_SET PROBLEM 1:_
In the article about Governor Larry Hogan, name every kind of package that the article says Hogan has not offered in two years.
_SET PROBLEM 2:_
List each line of the rows below that contains the string "branch", matching case exactly.

_TEXT SECTION:_

-.-.-

For MarylandReporter.com

As Gov. Larry Hogan, Jr., starts packing for the friendship/business-development trip to Israel that every Maryland chief executive takes, he can gloat about his crafty propaganda pronouncements that have him sky-high in popularity polls.

Expect more “good news” announcements. There always are when a governor’s entourage makes an economic prospecting tour. These visits don’t take place unless made-in-advance deals are set for unveiling during the VIP procession.

Hogan has become a master of positive image-making. He’s got a cheerful public persona, a hearty laugh and a back-slapping camaraderie.

He also recognizes Marylanders are fed up with politicians who flood the airwaves and newspapers with press releases and public utterances. Former Gov. Martin O’Malley’s declining popularity stemmed in part from citizen fatigue with his constant campaigning and propagandizing.

These days, people want elected leaders to leave them alone. Staying out of the news is as much a reason for Hogan’s strong poll numbers as anything else.

Popular side issues

He’s also latched onto tangential issues that sound good to people at first glance. He cut tolls – always a winner with voters – a bit. He lowered some government fees. He ordered schools not to start classes before Labor Day. He held back millions from Baltimore City and Baltimore County for failing to air-condition all school classrooms immediately.

Every one of those actions brought a resounding huzzah and another rise in Hogan’s numbers. At this early stage, he looks like a shoo-in for re-election.

That’s the positive side of the equation.

Here’s the rub. He’s got an abysmal relationship with Democrats who run the General Assembly. Worse, he seems determined to keep it that way into his next term.

Despite phenomenal popularity figures, Hogan can point to few legacy achievements. That’s due largely to his stubborn refusal to seek compromise.

Unfinished business

Yes, he closed the Baltimore City Jail – but he has yet to demolish the eye-sore because he tried to use funds intended for Baltimore-area universities for the jail tear-down. Nor did he bother to consult with community or city leaders.

Yes, he helped end the 2015 Baltimore civil unrest by sending in the National Guard and touring some riot-torn streets. But since then he’s been an absentee leader.

As for a rejuvenation package to aid the state’s most distressed jurisdiction, Hogan has turned a blind eye. Baltimore’s horrific poverty and crime problems remain the albatross around Maryland’s neck – and Hogan is taking the silent, “benign neglect” approach.

Yes, he signed a bill reforming the criminal justice system for low-risk offenders, but credit belongs to Chief Legislative Officer Christopher Shank for that effort at reaching across the aisle to find common ground.

The governor talks about joining hands and singing from the same hymnal but in truth he’s a hard-nosed, partisan Republican who seems to relish insulting Democrats.

Negotiating isn’t in his vocabulary unless it is 100% on his terms. His legislative agenda has been thin on substance and thick on un-passable conservative ideology.

Thin agenda

No wonder Democrats in the legislature have buried much of his agenda. Last session, the governor even ordered his staff not to work with lawmakers behind the scenes to hammer out differences.

There’s been no education package from Hogan in two years, no environmental package, no health-care package, no natural resources package, no economic-development package, no energy package, indeed no comprehensive proposal except the criminal justice bill.

He killed Baltimore’s $3 billion mass-transit expansion but has yet to put in place his so-called replacement – a modestly revamped bus system.

-.-.-

[Stored items]
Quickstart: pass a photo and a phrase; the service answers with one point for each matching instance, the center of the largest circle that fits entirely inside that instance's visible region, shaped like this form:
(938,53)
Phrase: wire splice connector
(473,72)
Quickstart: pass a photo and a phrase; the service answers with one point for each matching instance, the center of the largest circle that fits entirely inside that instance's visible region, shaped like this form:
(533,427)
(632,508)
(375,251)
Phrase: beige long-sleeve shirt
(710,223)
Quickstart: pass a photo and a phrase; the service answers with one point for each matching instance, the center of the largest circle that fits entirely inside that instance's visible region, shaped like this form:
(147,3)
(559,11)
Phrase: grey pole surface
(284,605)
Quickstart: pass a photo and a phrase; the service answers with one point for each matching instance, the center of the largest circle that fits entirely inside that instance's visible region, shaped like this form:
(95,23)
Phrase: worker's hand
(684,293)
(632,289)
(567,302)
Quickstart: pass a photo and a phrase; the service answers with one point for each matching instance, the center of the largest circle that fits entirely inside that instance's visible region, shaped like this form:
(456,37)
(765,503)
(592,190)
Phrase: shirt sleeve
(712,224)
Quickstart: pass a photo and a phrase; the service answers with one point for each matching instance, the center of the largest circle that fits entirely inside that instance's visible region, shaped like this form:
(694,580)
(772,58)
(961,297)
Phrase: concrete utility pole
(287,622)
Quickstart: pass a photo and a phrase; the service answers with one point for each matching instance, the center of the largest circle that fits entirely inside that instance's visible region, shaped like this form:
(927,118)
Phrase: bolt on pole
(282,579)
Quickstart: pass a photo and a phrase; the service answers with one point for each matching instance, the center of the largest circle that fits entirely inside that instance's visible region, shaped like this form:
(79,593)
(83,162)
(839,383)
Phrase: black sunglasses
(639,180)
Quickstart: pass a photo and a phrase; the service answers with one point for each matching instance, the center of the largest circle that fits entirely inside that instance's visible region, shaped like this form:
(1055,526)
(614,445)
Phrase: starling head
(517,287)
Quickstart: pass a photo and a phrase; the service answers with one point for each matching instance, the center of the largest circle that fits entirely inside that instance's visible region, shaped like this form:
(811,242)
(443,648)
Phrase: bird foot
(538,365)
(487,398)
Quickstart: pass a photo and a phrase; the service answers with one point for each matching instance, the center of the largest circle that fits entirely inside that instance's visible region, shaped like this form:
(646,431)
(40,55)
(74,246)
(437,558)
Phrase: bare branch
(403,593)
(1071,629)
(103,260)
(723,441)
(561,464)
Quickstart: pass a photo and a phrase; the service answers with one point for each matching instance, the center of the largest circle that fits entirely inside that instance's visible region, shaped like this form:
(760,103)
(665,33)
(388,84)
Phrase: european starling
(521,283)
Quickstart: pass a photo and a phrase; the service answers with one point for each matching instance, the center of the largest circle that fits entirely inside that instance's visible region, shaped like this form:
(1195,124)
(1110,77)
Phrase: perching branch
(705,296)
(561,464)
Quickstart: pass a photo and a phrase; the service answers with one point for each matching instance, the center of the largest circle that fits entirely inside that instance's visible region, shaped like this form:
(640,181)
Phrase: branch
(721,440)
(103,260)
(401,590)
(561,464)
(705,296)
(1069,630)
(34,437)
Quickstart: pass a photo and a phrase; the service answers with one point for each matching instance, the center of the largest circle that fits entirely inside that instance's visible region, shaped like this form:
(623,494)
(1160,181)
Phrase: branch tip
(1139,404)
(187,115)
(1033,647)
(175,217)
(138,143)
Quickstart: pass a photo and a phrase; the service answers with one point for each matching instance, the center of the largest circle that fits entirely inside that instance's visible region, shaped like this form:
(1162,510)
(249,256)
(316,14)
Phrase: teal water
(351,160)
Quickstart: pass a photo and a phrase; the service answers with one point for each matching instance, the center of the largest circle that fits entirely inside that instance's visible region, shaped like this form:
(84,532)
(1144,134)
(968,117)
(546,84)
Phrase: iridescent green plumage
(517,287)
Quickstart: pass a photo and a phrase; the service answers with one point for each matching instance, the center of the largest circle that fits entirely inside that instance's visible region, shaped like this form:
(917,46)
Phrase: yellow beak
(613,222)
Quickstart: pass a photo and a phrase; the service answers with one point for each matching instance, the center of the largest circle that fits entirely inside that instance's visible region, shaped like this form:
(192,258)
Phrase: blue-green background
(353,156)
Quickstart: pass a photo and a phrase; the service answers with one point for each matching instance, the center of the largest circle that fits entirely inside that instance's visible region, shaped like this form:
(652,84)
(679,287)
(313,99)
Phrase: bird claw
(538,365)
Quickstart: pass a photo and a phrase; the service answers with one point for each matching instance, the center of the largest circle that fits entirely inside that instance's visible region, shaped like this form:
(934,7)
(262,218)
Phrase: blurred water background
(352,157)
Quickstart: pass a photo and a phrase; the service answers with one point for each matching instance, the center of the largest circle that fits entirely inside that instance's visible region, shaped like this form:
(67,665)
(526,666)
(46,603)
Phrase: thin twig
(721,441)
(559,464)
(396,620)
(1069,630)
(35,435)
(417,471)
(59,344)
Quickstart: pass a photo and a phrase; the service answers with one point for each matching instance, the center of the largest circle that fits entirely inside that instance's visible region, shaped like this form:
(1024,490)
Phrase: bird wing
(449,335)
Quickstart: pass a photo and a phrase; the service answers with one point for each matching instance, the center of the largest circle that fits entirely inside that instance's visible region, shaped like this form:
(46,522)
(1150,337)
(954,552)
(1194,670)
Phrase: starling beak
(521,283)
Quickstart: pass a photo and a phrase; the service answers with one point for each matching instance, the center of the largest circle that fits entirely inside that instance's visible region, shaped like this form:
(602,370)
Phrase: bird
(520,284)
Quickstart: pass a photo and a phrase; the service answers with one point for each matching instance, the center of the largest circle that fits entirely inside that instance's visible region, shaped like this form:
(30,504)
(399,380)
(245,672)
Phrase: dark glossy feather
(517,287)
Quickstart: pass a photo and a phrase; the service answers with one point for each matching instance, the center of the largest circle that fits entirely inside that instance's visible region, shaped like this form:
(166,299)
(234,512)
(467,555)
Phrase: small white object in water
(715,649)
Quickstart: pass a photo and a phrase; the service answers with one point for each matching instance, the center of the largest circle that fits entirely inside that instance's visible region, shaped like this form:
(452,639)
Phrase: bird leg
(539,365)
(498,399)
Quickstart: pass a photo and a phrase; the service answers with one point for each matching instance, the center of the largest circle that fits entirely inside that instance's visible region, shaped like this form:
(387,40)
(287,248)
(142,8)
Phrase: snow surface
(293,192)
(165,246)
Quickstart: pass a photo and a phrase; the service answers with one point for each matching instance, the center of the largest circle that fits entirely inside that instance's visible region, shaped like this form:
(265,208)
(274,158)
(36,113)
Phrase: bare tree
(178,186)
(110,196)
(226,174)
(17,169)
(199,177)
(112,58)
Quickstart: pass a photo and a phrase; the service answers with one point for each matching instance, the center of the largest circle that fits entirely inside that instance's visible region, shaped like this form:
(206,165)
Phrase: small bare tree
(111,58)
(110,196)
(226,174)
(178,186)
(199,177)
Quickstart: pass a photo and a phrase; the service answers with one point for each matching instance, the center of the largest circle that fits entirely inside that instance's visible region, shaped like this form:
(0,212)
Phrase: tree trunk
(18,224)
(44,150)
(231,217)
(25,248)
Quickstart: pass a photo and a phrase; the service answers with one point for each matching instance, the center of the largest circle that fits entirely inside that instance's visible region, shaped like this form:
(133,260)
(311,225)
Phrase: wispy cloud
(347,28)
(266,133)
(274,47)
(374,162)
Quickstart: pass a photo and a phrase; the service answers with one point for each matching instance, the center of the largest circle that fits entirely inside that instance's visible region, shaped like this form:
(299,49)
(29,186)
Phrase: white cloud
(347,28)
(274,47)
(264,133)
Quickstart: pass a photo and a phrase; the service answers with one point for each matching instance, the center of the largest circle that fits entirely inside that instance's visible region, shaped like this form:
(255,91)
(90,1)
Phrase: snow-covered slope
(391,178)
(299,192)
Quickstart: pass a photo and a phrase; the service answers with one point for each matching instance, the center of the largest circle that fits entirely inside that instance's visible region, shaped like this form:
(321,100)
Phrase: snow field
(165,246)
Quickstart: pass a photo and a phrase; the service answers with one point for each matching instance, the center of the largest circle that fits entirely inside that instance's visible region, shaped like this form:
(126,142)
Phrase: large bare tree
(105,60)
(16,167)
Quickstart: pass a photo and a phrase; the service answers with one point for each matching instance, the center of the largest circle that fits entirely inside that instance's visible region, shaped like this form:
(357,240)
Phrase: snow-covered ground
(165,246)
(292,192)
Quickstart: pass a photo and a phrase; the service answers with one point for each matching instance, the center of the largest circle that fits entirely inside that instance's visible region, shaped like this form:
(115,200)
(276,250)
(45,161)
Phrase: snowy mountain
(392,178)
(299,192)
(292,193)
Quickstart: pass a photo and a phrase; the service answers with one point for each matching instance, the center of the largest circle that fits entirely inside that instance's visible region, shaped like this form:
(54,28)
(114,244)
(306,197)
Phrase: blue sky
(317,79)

-.-.-

_COMPLETE OUTPUT 1:_
Education package, environmental package, health-care package, natural resources package, economic-development package, energy package

_COMPLETE OUTPUT 2:_
Phrase: bare branch
Phrase: perching branch
Phrase: branch
Phrase: branch tip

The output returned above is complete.